*What is required*:
Produce a verbatim copy of the entries listed below.

*Input material*:
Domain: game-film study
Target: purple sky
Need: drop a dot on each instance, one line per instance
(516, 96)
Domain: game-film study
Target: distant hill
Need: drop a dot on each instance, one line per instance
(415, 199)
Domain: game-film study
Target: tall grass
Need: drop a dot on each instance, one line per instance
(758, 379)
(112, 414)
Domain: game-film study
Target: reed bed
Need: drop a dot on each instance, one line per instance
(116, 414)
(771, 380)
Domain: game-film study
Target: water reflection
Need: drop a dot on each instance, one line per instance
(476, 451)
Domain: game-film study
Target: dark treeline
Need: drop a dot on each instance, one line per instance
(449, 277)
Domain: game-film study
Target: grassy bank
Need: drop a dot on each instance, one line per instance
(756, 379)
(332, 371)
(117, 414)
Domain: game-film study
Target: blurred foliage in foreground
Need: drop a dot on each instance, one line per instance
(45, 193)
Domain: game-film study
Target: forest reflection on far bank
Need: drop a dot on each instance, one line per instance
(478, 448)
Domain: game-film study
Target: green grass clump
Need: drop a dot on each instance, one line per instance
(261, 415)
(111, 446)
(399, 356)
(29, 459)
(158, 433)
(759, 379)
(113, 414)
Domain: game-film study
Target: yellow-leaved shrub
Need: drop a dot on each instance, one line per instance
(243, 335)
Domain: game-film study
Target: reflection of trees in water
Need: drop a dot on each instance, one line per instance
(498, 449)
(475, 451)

*Response to the task*:
Domain: game-film study
Target: purple sky
Need: drop a dot on each instance, one line per instance
(516, 96)
Domain: game-film study
Target: distant hill
Need: drop a dot on each instance, one line per instance
(415, 199)
Domain: game-film study
Target: tall grass
Need: drop a dot on each instance, one line per instance
(758, 379)
(112, 414)
Domain: game-film study
Target: reed bed
Need: drop a dot on each instance, one line per instance
(116, 414)
(771, 380)
Domain: game-film study
Target: water reflection
Need: drop a dot on each instance, one line per instance
(476, 451)
Domain: game-film study
Target: dark treeline
Need: drop a dot on each instance, one line per instance
(449, 277)
Domain: game-film study
Target: grassy bank
Need: drop a dot on each instance, one line per instance
(756, 379)
(332, 371)
(117, 414)
Domain: game-film study
Target: blurred foliage in foreground
Need: drop a dot on each instance, one line per instance
(45, 193)
Domain: game-film study
Target: forest reflection on far bank
Need: drop a dot on each instance, one line per instance
(478, 448)
Domain: game-film study
Target: green grass clump
Need: drop a dot on each instance, one line per instance
(261, 415)
(111, 446)
(399, 356)
(29, 459)
(158, 433)
(759, 379)
(113, 414)
Domain: game-film study
Target: yellow-leaved shrub
Need: drop a dot on each instance, one line per instance
(243, 335)
Domain: game-film study
Target: reflection of trees in water
Need: drop a dot on each instance, one line per instance
(498, 449)
(475, 451)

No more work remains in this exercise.